• [WHAT IS REQUIRED]: Your answer must be an exact copy of the entries below, with no pictures in it.

• [RECORDS TO USE]:
# # #
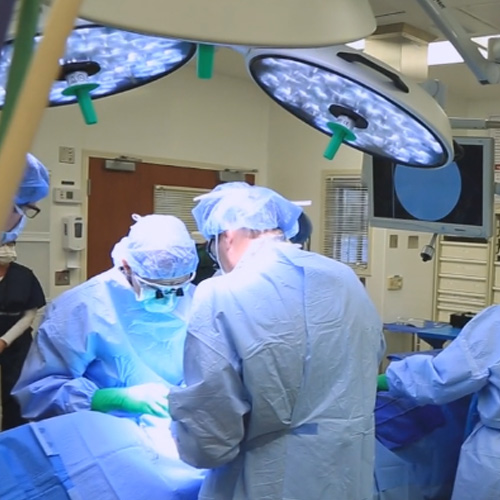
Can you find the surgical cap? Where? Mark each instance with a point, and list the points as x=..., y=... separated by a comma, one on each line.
x=237, y=205
x=157, y=247
x=35, y=183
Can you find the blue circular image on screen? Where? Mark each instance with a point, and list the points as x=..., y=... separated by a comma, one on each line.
x=428, y=194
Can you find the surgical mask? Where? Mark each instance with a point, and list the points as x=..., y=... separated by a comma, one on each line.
x=152, y=303
x=7, y=254
x=13, y=234
x=213, y=252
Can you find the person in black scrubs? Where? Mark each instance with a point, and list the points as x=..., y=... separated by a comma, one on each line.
x=21, y=295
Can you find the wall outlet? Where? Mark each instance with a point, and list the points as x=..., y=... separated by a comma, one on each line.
x=394, y=282
x=62, y=278
x=66, y=154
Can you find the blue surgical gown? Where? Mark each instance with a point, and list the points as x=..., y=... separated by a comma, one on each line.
x=471, y=363
x=98, y=335
x=280, y=364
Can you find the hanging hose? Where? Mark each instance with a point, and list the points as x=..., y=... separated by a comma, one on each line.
x=32, y=101
x=6, y=9
x=23, y=50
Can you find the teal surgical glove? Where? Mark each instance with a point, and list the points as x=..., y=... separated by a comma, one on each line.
x=139, y=399
x=382, y=384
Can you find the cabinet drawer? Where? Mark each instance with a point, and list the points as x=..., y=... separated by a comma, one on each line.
x=462, y=284
x=464, y=251
x=461, y=268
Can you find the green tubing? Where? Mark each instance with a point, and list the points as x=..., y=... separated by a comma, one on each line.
x=23, y=50
x=205, y=61
x=339, y=134
x=82, y=92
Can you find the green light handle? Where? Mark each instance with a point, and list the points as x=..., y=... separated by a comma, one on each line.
x=82, y=93
x=339, y=134
x=205, y=61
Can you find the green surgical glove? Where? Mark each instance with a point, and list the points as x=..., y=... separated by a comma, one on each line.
x=139, y=399
x=382, y=384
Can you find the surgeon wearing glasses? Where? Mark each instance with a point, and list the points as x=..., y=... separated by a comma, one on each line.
x=34, y=187
x=115, y=343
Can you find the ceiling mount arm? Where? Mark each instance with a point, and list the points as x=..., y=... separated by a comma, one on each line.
x=487, y=72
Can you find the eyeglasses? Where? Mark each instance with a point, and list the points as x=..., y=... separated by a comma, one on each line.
x=31, y=211
x=166, y=287
x=210, y=249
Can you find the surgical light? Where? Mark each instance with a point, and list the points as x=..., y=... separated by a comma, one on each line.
x=357, y=100
x=254, y=23
x=107, y=61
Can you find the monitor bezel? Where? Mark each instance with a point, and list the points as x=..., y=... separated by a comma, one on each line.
x=445, y=228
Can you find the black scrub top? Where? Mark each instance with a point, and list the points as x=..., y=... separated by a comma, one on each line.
x=20, y=291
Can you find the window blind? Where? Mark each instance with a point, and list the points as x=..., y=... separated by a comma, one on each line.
x=345, y=235
x=178, y=201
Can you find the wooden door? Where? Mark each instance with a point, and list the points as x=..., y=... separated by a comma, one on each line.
x=116, y=195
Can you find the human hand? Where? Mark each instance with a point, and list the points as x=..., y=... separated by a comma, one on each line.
x=382, y=384
x=141, y=399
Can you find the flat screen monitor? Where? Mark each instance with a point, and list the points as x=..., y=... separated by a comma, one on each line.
x=456, y=199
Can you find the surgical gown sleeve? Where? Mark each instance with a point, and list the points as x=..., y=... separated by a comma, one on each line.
x=209, y=412
x=460, y=369
x=52, y=381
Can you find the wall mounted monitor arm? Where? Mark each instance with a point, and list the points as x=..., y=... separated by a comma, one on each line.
x=486, y=71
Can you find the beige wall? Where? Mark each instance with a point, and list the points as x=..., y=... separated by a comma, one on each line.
x=296, y=167
x=225, y=122
x=222, y=123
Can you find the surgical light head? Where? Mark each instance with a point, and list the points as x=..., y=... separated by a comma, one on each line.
x=125, y=60
x=158, y=247
x=358, y=101
x=241, y=206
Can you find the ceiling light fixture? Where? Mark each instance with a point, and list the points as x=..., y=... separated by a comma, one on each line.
x=100, y=61
x=357, y=100
x=255, y=23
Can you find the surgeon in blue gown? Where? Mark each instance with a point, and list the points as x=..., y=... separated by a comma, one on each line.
x=33, y=188
x=470, y=364
x=115, y=342
x=280, y=348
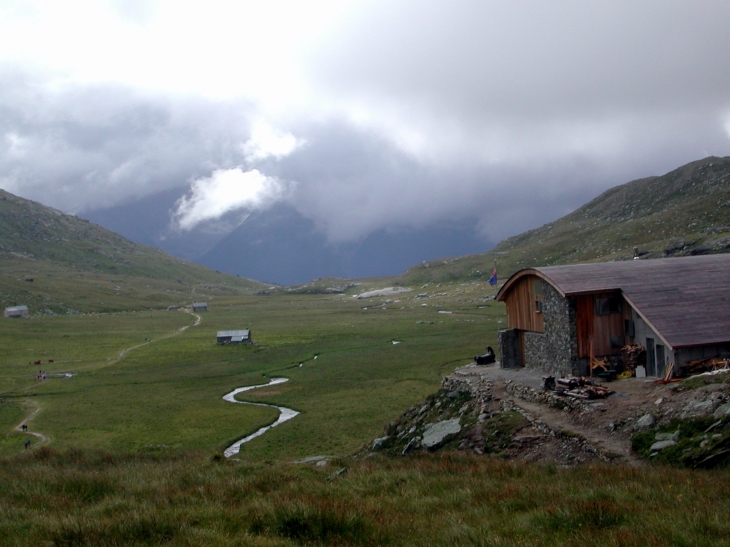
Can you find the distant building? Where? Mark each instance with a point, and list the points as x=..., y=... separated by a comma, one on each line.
x=226, y=337
x=16, y=311
x=560, y=317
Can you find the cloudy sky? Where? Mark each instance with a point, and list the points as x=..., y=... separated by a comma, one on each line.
x=361, y=114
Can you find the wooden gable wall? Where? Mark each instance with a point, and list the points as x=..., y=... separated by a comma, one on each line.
x=600, y=328
x=521, y=309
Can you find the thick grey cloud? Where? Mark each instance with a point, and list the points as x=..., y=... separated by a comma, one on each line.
x=514, y=112
x=85, y=147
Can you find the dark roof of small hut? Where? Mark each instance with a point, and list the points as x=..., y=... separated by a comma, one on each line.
x=686, y=299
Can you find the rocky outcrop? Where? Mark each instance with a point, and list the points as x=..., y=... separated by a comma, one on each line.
x=434, y=435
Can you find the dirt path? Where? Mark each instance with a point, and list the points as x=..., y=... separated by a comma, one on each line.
x=44, y=439
x=566, y=423
x=178, y=331
x=285, y=414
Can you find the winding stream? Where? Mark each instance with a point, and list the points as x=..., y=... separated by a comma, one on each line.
x=285, y=414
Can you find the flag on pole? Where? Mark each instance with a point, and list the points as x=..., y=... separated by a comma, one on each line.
x=493, y=279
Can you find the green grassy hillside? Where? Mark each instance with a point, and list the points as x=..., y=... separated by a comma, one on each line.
x=58, y=263
x=683, y=212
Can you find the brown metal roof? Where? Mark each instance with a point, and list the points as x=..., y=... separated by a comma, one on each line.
x=687, y=299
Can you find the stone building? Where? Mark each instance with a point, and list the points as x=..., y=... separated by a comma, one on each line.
x=226, y=337
x=559, y=317
x=16, y=311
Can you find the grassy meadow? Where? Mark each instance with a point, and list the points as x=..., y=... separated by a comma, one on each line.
x=88, y=498
x=166, y=394
x=136, y=436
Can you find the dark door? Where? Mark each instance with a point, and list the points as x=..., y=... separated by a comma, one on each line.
x=511, y=351
x=650, y=357
x=660, y=360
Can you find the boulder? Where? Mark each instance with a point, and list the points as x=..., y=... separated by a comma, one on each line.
x=700, y=407
x=411, y=446
x=645, y=422
x=440, y=432
x=379, y=444
x=722, y=411
x=667, y=436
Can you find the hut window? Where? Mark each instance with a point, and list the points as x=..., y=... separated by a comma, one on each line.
x=608, y=306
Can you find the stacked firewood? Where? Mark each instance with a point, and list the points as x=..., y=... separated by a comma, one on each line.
x=581, y=388
x=633, y=355
x=704, y=365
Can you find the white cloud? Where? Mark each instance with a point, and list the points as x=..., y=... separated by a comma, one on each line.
x=266, y=142
x=227, y=190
# # #
• [ANSWER SPACE]:
Can you find the surgical cap? Where? Mark each instance with a point, and list the points as x=..., y=... separated by a comma, one on each line.
x=237, y=205
x=157, y=247
x=35, y=183
Can you find the blue circular image on screen? Where? Mark each instance with a point, and list the points as x=..., y=... separated by a comma, one on each line.
x=428, y=194
Can you find the surgical mask? Where? Mark each instance with a point, and list the points as x=..., y=... separated by a comma, one on each line.
x=152, y=303
x=7, y=254
x=13, y=234
x=213, y=252
Can you find the person in black scrubs? Where? Mark each instance with a point, and list the points as x=..., y=... separated by a comma, one on each line.
x=21, y=295
Can you find the wall outlet? Where? Mark each instance with a point, and list the points as x=..., y=... separated by a comma, one on each line.
x=394, y=282
x=62, y=278
x=66, y=154
Can you find the blue surgical gown? Where? Mark each instance with a point, and list the points as x=..., y=... separated by a comma, one on each line.
x=471, y=363
x=98, y=335
x=280, y=364
Can you find the hanging hose? Where? Mark each instance with a point, and list the points as x=..., y=... separated by a comma, one on each line.
x=32, y=101
x=6, y=9
x=23, y=50
Can you find the teal surgical glove? Where? Mark each instance with a point, and list the points as x=..., y=... separated by a comma, one on each line.
x=139, y=399
x=382, y=384
Can you find the cabinet drawer? Where? Mark each instance with a point, and list the points as x=..., y=... separated by a comma, one on each line.
x=462, y=284
x=464, y=251
x=461, y=268
Can you find the green tubing? Where? Mark each instance with a point, and list the points as x=..., y=... separated by a comma, one on each line.
x=23, y=50
x=205, y=61
x=339, y=134
x=82, y=92
Can you find the green light handle? Where? Mark each instance with a point, and list the points as x=..., y=... separated by a comma, one on each line.
x=82, y=93
x=339, y=134
x=205, y=61
Can you find the green surgical glove? Where? Mark each instance with a point, and list the points as x=..., y=... separated by a comma, one on each line.
x=139, y=399
x=382, y=384
Can you find the surgeon wearing glasses? Where? Mark each instance with a point, and list the points as x=..., y=... separated by a comma, one on each line.
x=34, y=187
x=115, y=343
Can you find the ceiling mount arm? Where? Mark each instance with a point, and list the points as x=..., y=... separated by a comma, one on each line.
x=487, y=72
Can you find the eyeglasses? Where? Mark each instance with a point, and list the points as x=..., y=... separated by a comma, one on each line.
x=31, y=211
x=166, y=287
x=210, y=249
Can you find the surgical light? Where? Mark each instance with a point, and list the points as x=..., y=... separated by a comma, one on each line.
x=357, y=100
x=254, y=23
x=107, y=61
Can you find the monitor bezel? Where? Mark each instance with a point, and list the points as x=..., y=... separated by a comma, one on each line.
x=445, y=228
Can you find the black scrub top? Where? Mark each instance with a point, and list the points as x=..., y=... separated by a comma, one on each line.
x=20, y=291
Can you find the window blind? Where? Mark each instance with a point, and list the points as x=..., y=... separated by a comma, one on each line.
x=345, y=235
x=178, y=201
Can you find the wooden door? Where? Mark each instance with a point, and list the points as x=..., y=... separated by a comma, one on each line.
x=116, y=195
Can you find the human hand? Where? Mark each instance with a point, and list the points as x=..., y=... separated by a comma, one on each line.
x=382, y=384
x=141, y=399
Can you find the flat screen monitor? Where? Mark each instance with a point, and list the points as x=..., y=... separated by a comma, one on each line.
x=456, y=199
Can you find the surgical gown sleeve? Where? Mark each instance with a point, and list the points as x=..., y=... separated by a comma, one on each line.
x=209, y=412
x=460, y=369
x=52, y=381
Can you find the wall mounted monitor arm? Where? Mark each instance with a point, and list the points as x=..., y=... separated by a comma, one on each line.
x=486, y=71
Can you find the beige wall? Where? Mark each instance with a point, and list the points as x=..., y=... separated by a comma, one on each line.
x=296, y=167
x=225, y=122
x=222, y=123
Can you find the surgical light head? Where? Mark each instance with a point, and list the points as x=..., y=... separated by a comma, one on each line.
x=125, y=60
x=158, y=247
x=358, y=101
x=241, y=206
Can you find the ceiling light fixture? Where? Mark each instance with a point, and list the points as x=..., y=... separated by a comma, one on each line.
x=100, y=61
x=357, y=100
x=255, y=23
Can you find the surgeon in blue gown? Where? Mark each instance with a point, and list the points as x=..., y=... separated by a comma, one on each line.
x=33, y=188
x=470, y=364
x=115, y=342
x=280, y=348
Can you find the distant building? Where? Mark each instance with a point, and list the points as x=..., y=... separated by a comma, one on each line.
x=226, y=337
x=16, y=311
x=560, y=317
Can you find the cloudy sky? Where? Mark each instance with a point, and list the points as x=..., y=... separated by a comma, one on each line.
x=361, y=114
Can you find the wooden gable wall? Where? Mark each instance with a point, and list the points as x=..., y=... separated by a comma, one on each line.
x=600, y=328
x=521, y=309
Can you find the thick grey cloud? Where? Mark each instance with a point, and list the points as x=..., y=... separated by a comma, one on each line.
x=514, y=112
x=85, y=147
Can you find the dark roof of small hut? Where? Mark each instance with a point, and list the points as x=..., y=... separated by a comma, one on each line.
x=686, y=299
Can you find the rocky outcrop? Where? Mark each instance with a point, and list the points as x=..., y=... separated by a comma, one on each line.
x=434, y=435
Can you find the dirt path? Where? Mark each instance with a point, and list the points as x=..., y=... separated by a comma, one on each line.
x=44, y=439
x=566, y=423
x=178, y=331
x=285, y=414
Can you find the winding stream? Where? Mark each instance with a point, and list the points as x=..., y=... separated by a comma, one on each line.
x=285, y=414
Can you find the flag on pole? Where? Mark each instance with a point, and list the points as x=..., y=... separated by a comma, one on each line.
x=493, y=279
Can you find the green grassy hillside? Where? Mark each instance with a point, and list the points as x=..., y=... separated by a comma, one on each line.
x=58, y=263
x=683, y=212
Can you find the brown metal roof? Where? Mark each instance with a point, and list the points as x=..., y=... separated by a comma, one on each line.
x=687, y=299
Can you find the stone building? Where? Mark each instance with a point, and list the points as x=..., y=... separated by a comma, one on each line.
x=226, y=337
x=559, y=317
x=16, y=311
Can you find the grassy meadow? Where? Mark each instance with a point, and list the points as x=..., y=... separated by a comma, one on each line.
x=88, y=498
x=166, y=394
x=136, y=436
Can you find the dark door? Where? Mark each instance with a point, and list the points as x=..., y=... separated by a comma, one on each line.
x=511, y=351
x=650, y=357
x=660, y=360
Can you find the boulder? Where? Mark each instance with a point, and list the points as x=..., y=... separated by a comma, one on each line.
x=700, y=407
x=411, y=446
x=645, y=422
x=440, y=432
x=379, y=444
x=722, y=411
x=667, y=436
Can you find the hut window? Where? Mark each instance with a point, and list the points as x=..., y=... separated by a comma, one on each line.
x=608, y=306
Can you find the stacked firewood? Where? Mark each instance with a point, and list the points as x=..., y=... separated by a comma, one on each line.
x=581, y=388
x=633, y=355
x=704, y=365
Can you find the white cloud? Where? Mark each instance with a point, and list the points as x=..., y=... separated by a comma, one on each line.
x=266, y=142
x=227, y=190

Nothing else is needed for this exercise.